Segment Start: Dataset extract

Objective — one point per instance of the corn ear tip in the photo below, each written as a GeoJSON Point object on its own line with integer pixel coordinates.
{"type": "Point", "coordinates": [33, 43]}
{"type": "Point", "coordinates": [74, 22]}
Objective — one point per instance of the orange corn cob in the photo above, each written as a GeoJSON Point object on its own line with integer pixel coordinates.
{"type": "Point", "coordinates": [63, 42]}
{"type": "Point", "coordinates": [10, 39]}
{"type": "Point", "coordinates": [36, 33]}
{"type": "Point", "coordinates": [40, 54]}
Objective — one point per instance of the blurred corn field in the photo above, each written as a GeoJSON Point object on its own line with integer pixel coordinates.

Segment End: Dataset extract
Segment Start: Dataset extract

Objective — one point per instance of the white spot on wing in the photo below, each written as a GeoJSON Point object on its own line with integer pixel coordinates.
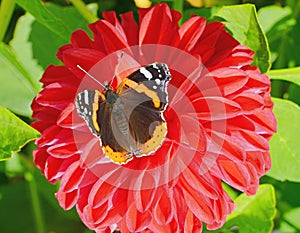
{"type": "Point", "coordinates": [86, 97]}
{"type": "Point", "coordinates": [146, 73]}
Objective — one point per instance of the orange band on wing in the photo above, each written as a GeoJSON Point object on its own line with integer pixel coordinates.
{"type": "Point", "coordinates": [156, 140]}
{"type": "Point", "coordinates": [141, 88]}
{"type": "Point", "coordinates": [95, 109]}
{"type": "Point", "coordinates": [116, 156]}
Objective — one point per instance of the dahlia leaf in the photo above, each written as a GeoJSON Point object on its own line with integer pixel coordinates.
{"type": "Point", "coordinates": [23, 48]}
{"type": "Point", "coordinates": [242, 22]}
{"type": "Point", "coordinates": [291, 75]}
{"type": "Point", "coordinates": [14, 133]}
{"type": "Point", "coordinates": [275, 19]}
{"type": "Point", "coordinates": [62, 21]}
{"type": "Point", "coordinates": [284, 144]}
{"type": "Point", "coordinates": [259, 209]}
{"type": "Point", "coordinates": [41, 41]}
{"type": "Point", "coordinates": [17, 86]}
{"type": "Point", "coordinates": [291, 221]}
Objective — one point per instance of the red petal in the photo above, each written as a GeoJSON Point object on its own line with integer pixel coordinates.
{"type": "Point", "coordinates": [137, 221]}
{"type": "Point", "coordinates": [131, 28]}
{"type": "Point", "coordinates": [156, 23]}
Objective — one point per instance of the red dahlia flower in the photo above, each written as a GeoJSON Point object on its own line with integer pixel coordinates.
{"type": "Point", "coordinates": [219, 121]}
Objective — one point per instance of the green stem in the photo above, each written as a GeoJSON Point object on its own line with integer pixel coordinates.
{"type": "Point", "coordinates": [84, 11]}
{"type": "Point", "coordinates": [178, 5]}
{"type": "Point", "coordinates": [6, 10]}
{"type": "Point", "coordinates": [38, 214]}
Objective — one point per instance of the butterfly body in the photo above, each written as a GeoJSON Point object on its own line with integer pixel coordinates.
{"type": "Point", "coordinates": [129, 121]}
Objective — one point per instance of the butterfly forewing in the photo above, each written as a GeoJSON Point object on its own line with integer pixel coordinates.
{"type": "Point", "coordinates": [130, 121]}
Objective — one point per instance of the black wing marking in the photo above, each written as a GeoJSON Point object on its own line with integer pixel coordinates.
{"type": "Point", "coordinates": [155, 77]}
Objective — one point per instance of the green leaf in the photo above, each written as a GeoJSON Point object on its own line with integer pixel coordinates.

Segment End: Dataset extract

**Problem requirements**:
All lines above from the one holding "Objective — one point per instance of the butterfly forewing" to the one holding "Objective — one point per instance of the green leaf", inclusive, are to be copied exactly; no other line is wanted.

**Exercise answer**:
Objective — one point per instance of the butterfly forewing in the photo above, each written as a GeoJSON Point object on its own line with integer pixel coordinates.
{"type": "Point", "coordinates": [130, 121]}
Objective — one point per instance of the black wing marking in the photo above, each written as a GeoJSON Point object on its own line with integer pixel coordinates.
{"type": "Point", "coordinates": [155, 77]}
Objective — one point per instance of the green leaf in the photo above, each written as a GeoJSON Point object on its own line with integer pixel coordinates.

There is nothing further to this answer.